** PAGE TEXT **
═══
The Orthopaedic Technologist is a specifically trained allied health care individual who assists the orthopaedic surgeon in the practice of medicine. An OT is an extension of the orthopaedic surgeon and assists in the care of sick and disabled persons. OTs must have the ability to relate well to other people, be considerate of their conditions and able to communicate with patients in understanding their anxieties and fears. An OT is familiar with routine office and departmental procedures and is able to perform certain basic nursing functions.
An expert in plaster and synthetic cast application, an OT is responsible for instructing patients about the dangers of this form of treatment. An OT has the skill to remove casts with care and fragility, is equipped with the general principles of traction techniques, prepares or sets up specific types of traction requested by the orthopaedic surgeon and is able to assess patients in traction, detect deficiencies in the apparatus and make adjustments as necessary.
═══
** Referring expression pointing data **
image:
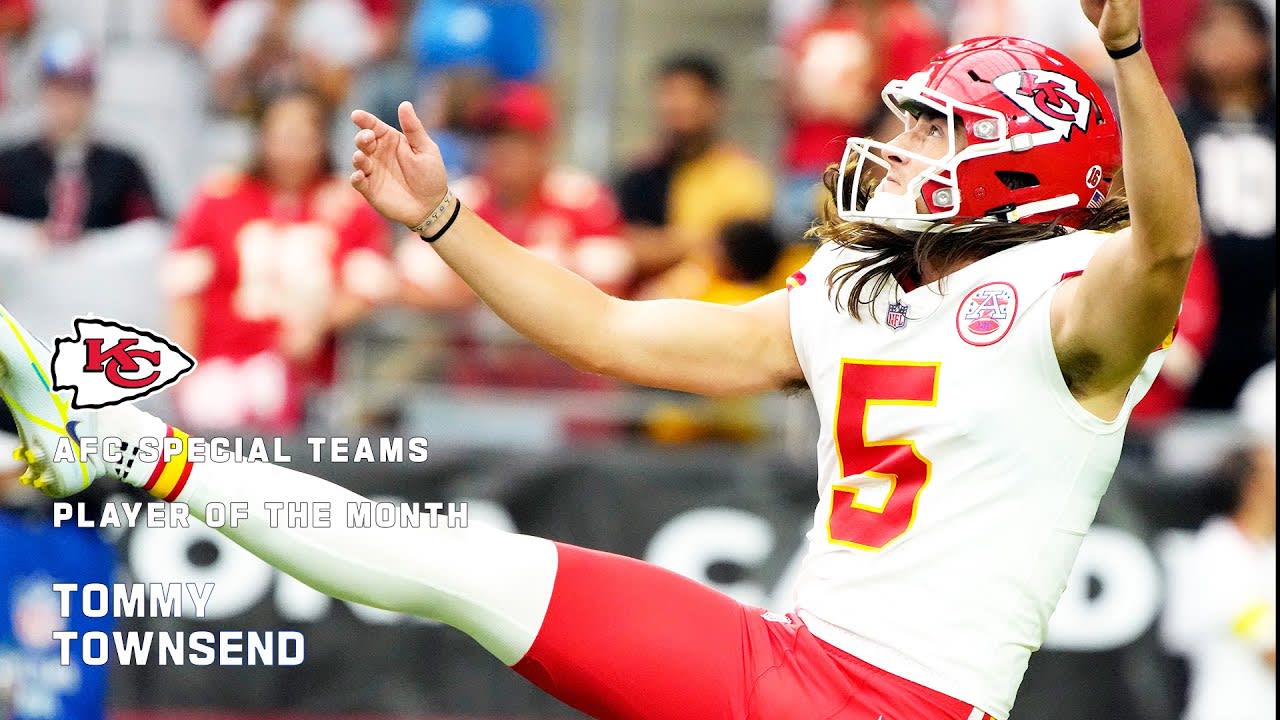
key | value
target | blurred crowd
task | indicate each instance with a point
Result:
(269, 258)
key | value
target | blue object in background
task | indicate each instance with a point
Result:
(35, 555)
(503, 36)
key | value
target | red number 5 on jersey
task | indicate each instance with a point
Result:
(863, 386)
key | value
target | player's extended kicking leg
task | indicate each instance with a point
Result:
(607, 634)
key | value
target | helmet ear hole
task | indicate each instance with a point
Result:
(1014, 180)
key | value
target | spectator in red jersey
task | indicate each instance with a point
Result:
(835, 65)
(560, 213)
(191, 21)
(65, 180)
(257, 45)
(266, 267)
(16, 18)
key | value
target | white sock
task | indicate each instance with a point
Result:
(490, 584)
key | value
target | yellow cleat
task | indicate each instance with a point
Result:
(45, 420)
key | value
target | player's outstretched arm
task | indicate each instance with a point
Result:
(680, 345)
(1127, 300)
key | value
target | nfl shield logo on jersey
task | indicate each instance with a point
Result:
(896, 317)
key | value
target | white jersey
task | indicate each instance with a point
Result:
(956, 473)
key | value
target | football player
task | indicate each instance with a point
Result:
(976, 328)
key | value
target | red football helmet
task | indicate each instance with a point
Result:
(1042, 139)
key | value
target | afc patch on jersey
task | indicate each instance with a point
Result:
(896, 315)
(987, 314)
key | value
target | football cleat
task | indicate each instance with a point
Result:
(48, 429)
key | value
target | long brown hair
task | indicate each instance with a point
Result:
(890, 254)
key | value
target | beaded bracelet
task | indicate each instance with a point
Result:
(435, 214)
(457, 209)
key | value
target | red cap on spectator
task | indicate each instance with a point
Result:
(67, 57)
(522, 106)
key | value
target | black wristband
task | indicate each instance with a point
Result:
(438, 235)
(1125, 51)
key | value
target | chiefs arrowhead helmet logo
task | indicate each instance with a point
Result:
(1054, 99)
(109, 363)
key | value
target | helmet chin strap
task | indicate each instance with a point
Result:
(890, 210)
(1040, 206)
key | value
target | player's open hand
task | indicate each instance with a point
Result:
(400, 173)
(1116, 21)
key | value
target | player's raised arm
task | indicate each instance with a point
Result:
(673, 343)
(1127, 301)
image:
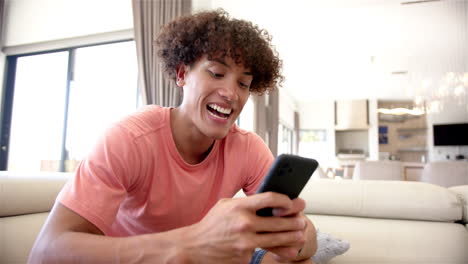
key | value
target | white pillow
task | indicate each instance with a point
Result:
(328, 247)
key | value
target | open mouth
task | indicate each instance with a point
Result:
(218, 111)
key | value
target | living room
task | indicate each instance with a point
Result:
(339, 58)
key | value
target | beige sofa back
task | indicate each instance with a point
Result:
(383, 199)
(25, 202)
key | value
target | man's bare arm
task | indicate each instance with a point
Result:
(69, 238)
(229, 233)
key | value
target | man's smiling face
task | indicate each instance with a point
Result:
(215, 91)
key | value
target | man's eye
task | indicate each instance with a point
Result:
(217, 75)
(243, 85)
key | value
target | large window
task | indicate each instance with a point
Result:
(64, 100)
(285, 139)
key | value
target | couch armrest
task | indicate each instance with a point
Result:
(22, 193)
(462, 192)
(382, 199)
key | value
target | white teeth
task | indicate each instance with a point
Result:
(220, 117)
(220, 109)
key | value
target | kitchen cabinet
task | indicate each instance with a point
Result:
(351, 114)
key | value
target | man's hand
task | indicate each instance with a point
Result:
(298, 251)
(231, 230)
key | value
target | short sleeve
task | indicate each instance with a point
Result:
(103, 179)
(259, 160)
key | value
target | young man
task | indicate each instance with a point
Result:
(157, 187)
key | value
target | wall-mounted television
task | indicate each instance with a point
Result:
(451, 134)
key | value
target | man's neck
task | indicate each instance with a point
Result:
(192, 145)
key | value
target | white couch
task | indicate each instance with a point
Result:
(384, 221)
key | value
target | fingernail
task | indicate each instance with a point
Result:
(299, 235)
(278, 211)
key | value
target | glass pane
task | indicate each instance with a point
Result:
(38, 112)
(103, 90)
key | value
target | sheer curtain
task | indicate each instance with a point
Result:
(2, 17)
(148, 17)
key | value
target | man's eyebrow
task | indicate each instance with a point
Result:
(227, 65)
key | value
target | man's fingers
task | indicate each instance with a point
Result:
(279, 239)
(268, 199)
(298, 205)
(280, 224)
(283, 254)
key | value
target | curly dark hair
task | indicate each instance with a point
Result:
(214, 33)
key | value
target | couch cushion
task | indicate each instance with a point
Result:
(382, 199)
(17, 237)
(462, 192)
(396, 241)
(22, 193)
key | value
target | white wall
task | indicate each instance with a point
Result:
(287, 107)
(35, 21)
(320, 114)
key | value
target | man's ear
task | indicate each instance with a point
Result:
(181, 72)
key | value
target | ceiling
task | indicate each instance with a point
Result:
(362, 48)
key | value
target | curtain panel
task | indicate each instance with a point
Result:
(148, 17)
(2, 22)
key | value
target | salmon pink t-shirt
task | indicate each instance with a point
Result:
(135, 182)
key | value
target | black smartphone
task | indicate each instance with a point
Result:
(288, 175)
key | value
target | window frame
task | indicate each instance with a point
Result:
(8, 91)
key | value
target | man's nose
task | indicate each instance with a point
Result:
(229, 91)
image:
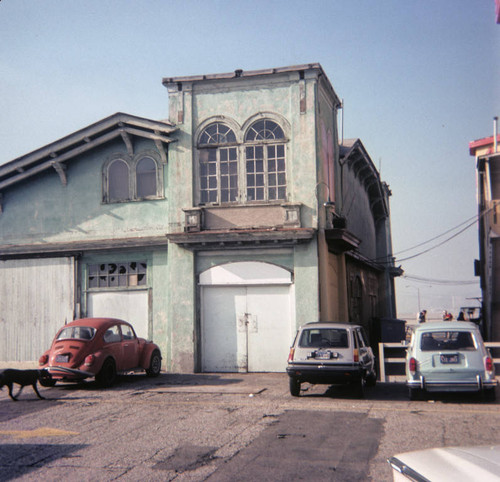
═══
** EXERCISE SET **
1 > Can you repeat the stretch of the orthopaedic technologist text from "An expert in" through "adjustments as necessary.", word for word?
2 > What comes next in the orthopaedic technologist text? Continue it from where it stops.

** RESULTS IN ORDER **
1 >
An expert in plaster and synthetic cast application, an OT is responsible for instructing patients about the dangers of this form of treatment. An OT has the skill to remove casts with care and fragility, is equipped with the general principles of traction techniques, prepares or sets up specific types of traction requested by the orthopaedic surgeon and is able to assess patients in traction, detect deficiencies in the apparatus and make adjustments as necessary.

2 >
The OT may perform as a first assistant to the orthopaedic surgeon in the operating suite. To do this, OTs must understand medical and surgical asepsis. This would include preparing for surgical procedures, assembling and preparing the fracture table to the specifications of the orthopaedic surgeon.
The OT is able to fit and adjust canes, crutches and walkers, as well as giving patient instruction on the use of these walking aids. Other important responsibilities of the OT are the ability to apply simple braces, prosthetics, perform minor adjustments and repairs, as well as fabricate splints for various conditions under the direction of the orthopaedic surgeon.
All of these important duties fall under the realm of an Orthopaedic Technologist.